Reading passage:
PBS receives 40-50% of its operating revenue from Federal and State sources [i.e. our taxes]. Its not free to watch PBS either.


----------



## demsd

BenJF3 said:


> and you all are missing the point- Re-trans in it's current form is bad for the consumer and needs to be changed. I don't care who the provider is, these blackouts happen all the time now. You never heard of this crap before these media conglomerates bought up everything!


Not according to the free-market mongers.


----------



## John W

HobbyTalk said:


> Eventually you won't need a TV to watch programming. It will be beamed into your brain waves so you will just remember that you watched it.


As long as you accept The Mark.


----------



## James Long

Gloria_Chavez said:


> That's why I see a-la-carte gaining traction.


Loud people on the internet (sometimes including me) may want a la carte but as long as those who own the content don't want to sell their channels a la carte there is nothing that can be done - other than refuse to carry their channels at all.

Given information:
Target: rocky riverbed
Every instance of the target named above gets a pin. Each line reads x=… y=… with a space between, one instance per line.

What to do:
**a.** List the usernames whose posts are quoted with "said:" in the forum thread.
**b.** Edit the forum thread, starting at "Not according to" and ending at "you watched it.", so that "programming" becomes "shows".

Task answers:
**a.** BenJF3, HobbyTalk, Gloria_Chavez

**b.**
Not according to the free-market mongers.


----------



## John W

HobbyTalk said:


> Eventually you won't need a TV to watch shows. It will be beamed into your brain waves so you will just remember that you watched it.